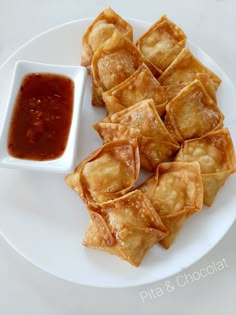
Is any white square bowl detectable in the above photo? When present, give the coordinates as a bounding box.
[0,60,87,173]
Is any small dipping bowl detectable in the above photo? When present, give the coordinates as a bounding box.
[0,60,87,174]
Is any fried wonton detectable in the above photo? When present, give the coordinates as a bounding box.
[136,15,186,71]
[102,64,167,116]
[92,30,161,106]
[158,48,221,90]
[65,139,140,203]
[94,99,179,171]
[83,190,167,267]
[138,162,203,249]
[176,128,236,206]
[163,73,217,103]
[81,7,133,67]
[165,80,224,143]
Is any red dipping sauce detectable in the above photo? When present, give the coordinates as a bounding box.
[8,73,74,161]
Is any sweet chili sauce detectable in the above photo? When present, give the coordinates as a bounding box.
[8,73,74,161]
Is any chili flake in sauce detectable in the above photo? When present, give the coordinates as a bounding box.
[8,73,74,161]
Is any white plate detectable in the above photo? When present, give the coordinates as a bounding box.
[0,19,236,287]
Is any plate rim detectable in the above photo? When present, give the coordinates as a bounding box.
[0,17,236,288]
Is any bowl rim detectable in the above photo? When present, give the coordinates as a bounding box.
[0,59,87,173]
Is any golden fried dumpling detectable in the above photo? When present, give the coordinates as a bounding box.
[65,139,140,203]
[92,30,161,105]
[163,82,189,101]
[83,190,167,266]
[102,64,167,116]
[163,73,217,103]
[138,162,203,248]
[137,15,186,71]
[165,80,224,143]
[94,99,179,171]
[176,128,236,206]
[81,7,133,67]
[158,48,221,90]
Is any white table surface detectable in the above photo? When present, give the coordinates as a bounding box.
[0,0,236,315]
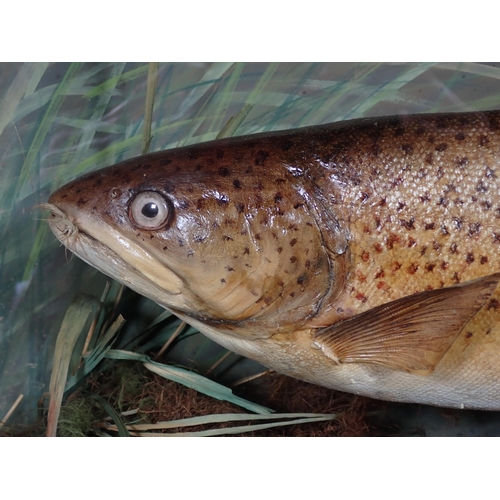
::::::::
To do: Express all the rows above as a JSON list of strings, one string per line, with blank lines dropped. Leave the pictures out.

Response to this task:
[
  "Is any white square bowl detectable in the above photo? When present, give the coordinates as a bounding box.",
  "[0,60,87,173]",
  "Is any small dipping bowl detectable in the above photo? When present, give the coordinates as a bounding box.",
  "[0,60,87,174]",
  "Is any fried wonton detectable in the above photo? When present, give the coordinates as a bounding box.",
  "[136,15,186,71]",
  "[102,64,167,116]",
  "[92,30,161,106]",
  "[158,48,221,90]",
  "[65,139,140,203]",
  "[94,99,179,171]",
  "[83,190,167,267]",
  "[138,162,203,249]",
  "[176,128,236,206]",
  "[163,73,217,103]",
  "[81,7,133,67]",
  "[165,80,224,143]",
  "Is any red dipping sauce detectable in the above photo? When present, give the coordinates as a bounding box.",
  "[8,73,74,161]",
  "Is any sweet chili sauce detectable in the above photo? When present, give the coordinates as a bounding box.",
  "[8,73,74,161]",
  "Is any chili flake in sauce detectable in the above photo? When present, give the coordinates as a bounding box.",
  "[8,73,74,161]",
  "Is any white plate detectable in the above photo? When present, give the coordinates as a bounding box.",
  "[0,19,236,287]",
  "Is any plate rim detectable in the above photo? When present, give the coordinates as a bounding box.",
  "[0,17,236,288]",
  "Is any bowl rim detectable in the above photo? When present, give the coordinates as a bounding box.",
  "[0,59,87,173]",
  "Is any golden fried dumpling detectable in the above photo? When present, give the coordinates as a bounding box.",
  "[65,139,140,203]",
  "[92,30,161,105]",
  "[163,82,189,101]",
  "[83,190,167,266]",
  "[102,64,167,116]",
  "[163,73,217,103]",
  "[138,162,203,248]",
  "[137,15,186,71]",
  "[165,80,224,143]",
  "[94,99,179,171]",
  "[176,128,236,206]",
  "[81,7,133,67]",
  "[158,48,221,90]",
  "Is any white table surface detectable in the above photo? When present, give the coordinates as a bounding box.",
  "[0,0,236,315]"
]